Work to do:
Repeat each record exactly. Any picture gets left out.

Records provided:

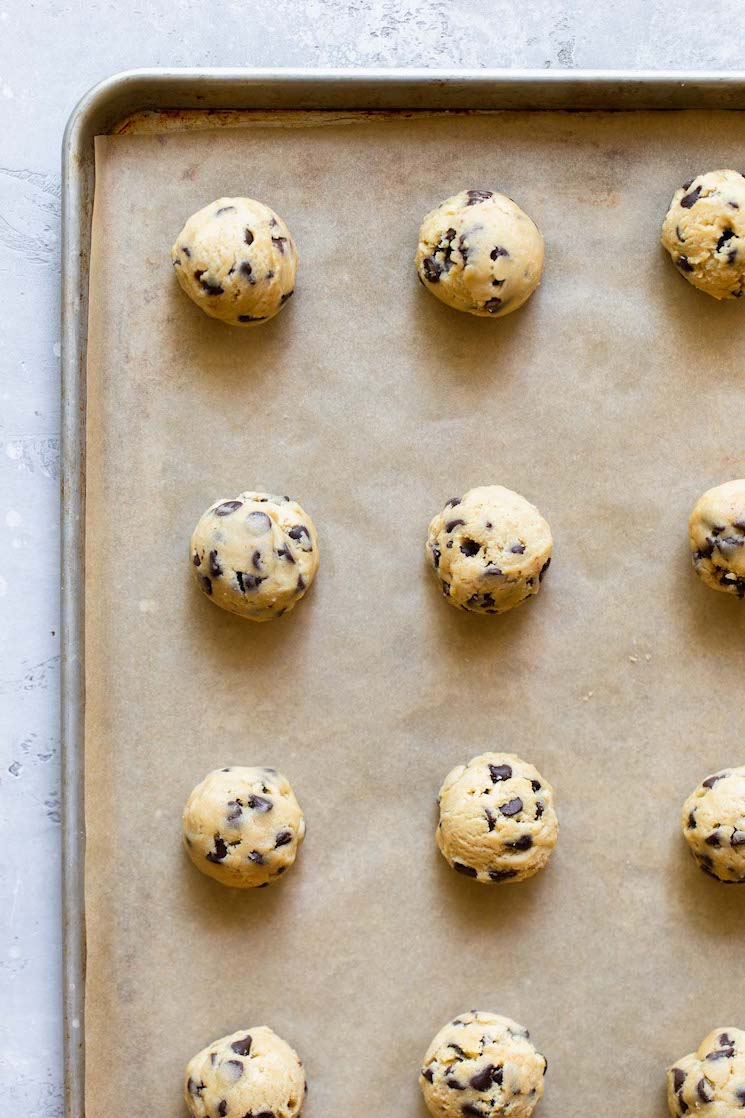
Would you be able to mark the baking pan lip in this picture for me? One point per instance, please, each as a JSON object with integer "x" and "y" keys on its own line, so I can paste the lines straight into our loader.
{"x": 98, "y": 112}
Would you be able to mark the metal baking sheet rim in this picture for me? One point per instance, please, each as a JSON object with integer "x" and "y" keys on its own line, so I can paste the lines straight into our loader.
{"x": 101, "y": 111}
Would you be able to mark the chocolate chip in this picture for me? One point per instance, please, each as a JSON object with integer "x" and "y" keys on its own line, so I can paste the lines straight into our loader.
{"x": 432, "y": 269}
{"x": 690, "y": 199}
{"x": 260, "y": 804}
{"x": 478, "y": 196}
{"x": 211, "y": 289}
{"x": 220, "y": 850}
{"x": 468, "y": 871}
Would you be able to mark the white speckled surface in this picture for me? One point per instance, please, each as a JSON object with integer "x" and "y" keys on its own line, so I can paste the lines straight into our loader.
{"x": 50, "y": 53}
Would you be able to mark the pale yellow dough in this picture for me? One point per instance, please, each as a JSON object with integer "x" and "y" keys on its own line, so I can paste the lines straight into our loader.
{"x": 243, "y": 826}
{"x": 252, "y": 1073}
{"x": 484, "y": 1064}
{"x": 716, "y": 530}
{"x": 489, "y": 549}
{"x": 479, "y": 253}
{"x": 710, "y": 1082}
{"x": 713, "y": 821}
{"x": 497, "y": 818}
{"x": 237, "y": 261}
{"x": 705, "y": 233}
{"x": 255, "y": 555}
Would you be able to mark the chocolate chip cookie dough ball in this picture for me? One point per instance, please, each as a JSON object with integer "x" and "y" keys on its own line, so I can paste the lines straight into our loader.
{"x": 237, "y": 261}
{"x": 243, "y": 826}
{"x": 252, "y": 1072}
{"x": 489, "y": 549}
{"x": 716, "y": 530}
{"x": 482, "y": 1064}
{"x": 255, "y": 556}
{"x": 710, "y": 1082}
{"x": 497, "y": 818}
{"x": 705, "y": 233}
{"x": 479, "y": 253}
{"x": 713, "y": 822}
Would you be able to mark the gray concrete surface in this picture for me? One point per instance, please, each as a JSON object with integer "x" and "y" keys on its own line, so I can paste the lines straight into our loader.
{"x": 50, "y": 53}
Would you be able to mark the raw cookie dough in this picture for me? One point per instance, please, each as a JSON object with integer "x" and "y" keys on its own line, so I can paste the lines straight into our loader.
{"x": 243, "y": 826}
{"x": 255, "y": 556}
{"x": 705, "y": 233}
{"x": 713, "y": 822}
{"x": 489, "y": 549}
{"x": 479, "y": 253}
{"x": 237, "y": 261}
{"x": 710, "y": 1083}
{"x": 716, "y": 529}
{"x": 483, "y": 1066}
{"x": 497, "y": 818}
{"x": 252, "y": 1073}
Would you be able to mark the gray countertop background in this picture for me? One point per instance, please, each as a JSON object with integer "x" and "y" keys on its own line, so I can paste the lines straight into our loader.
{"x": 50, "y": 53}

Reply to the exercise:
Would you be able to mark the baking pan lip in this picture for me? One point per instance, please, each as a JSON object with integer "x" and "y" keys on its own line, so I can paste the lines straight into our loader.
{"x": 98, "y": 112}
Would you be able to mark the metal baking sheet rim in this picture for me? One point per instance, please, each as a JSON object with integer "x" and "y" keys on its own line, so I can paste the lines straight into our loader.
{"x": 101, "y": 111}
Would you be able to mark the chocolate chip in this picture for me? One point per instance, please, each as a JSON object with integer "x" and "y" keys on its own line, so I can paste the lines straight into our loader.
{"x": 432, "y": 269}
{"x": 690, "y": 199}
{"x": 260, "y": 804}
{"x": 478, "y": 196}
{"x": 211, "y": 289}
{"x": 220, "y": 850}
{"x": 468, "y": 871}
Would you be able to mark the white speckled surface in this picture for me? One point per instance, please, each as a JSON object with integer "x" and "y" keys on its own line, so I can paste the lines straight into our loader.
{"x": 50, "y": 53}
Would you be able to mark the pale yellow dough in this picture for me? One point per instance, please, each as a JSON object with integer "x" and "y" keys on its own line, so I can paste the lines straight into our loader.
{"x": 243, "y": 826}
{"x": 252, "y": 1073}
{"x": 484, "y": 1064}
{"x": 716, "y": 530}
{"x": 489, "y": 549}
{"x": 479, "y": 253}
{"x": 710, "y": 1082}
{"x": 713, "y": 821}
{"x": 497, "y": 818}
{"x": 237, "y": 261}
{"x": 705, "y": 233}
{"x": 255, "y": 555}
Would you be able to mark the chocolate chip cookie dough ball in this picture for me? One point per instance, please, each as a JSON object with integer "x" and "y" keys on its own line, so I can paste the lines straight into our loader.
{"x": 237, "y": 261}
{"x": 243, "y": 826}
{"x": 252, "y": 1072}
{"x": 489, "y": 549}
{"x": 716, "y": 530}
{"x": 482, "y": 1064}
{"x": 255, "y": 556}
{"x": 710, "y": 1082}
{"x": 497, "y": 818}
{"x": 705, "y": 233}
{"x": 479, "y": 253}
{"x": 713, "y": 822}
Would you be able to mark the gray concrete surface in this picture for me? One point per instance, please, each as a JSON object with integer "x" and "y" keys on its own line, so I can paste the lines straight into our loader.
{"x": 50, "y": 53}
Would you be able to mark the raw cookie dough in this picture for me? One point per instance, please, each as a JSON object with integer "x" and "y" keys on its own line, so I can paste the lines straight into our loader.
{"x": 243, "y": 826}
{"x": 255, "y": 556}
{"x": 705, "y": 233}
{"x": 713, "y": 822}
{"x": 489, "y": 549}
{"x": 479, "y": 253}
{"x": 237, "y": 261}
{"x": 710, "y": 1083}
{"x": 716, "y": 529}
{"x": 483, "y": 1066}
{"x": 497, "y": 818}
{"x": 252, "y": 1073}
Would you be able to mark the gray countertop background in this picture for me? One point per instance, please, each as a JSON object with integer "x" and "y" keys on its own line, so I can paste the lines straight into our loader.
{"x": 50, "y": 53}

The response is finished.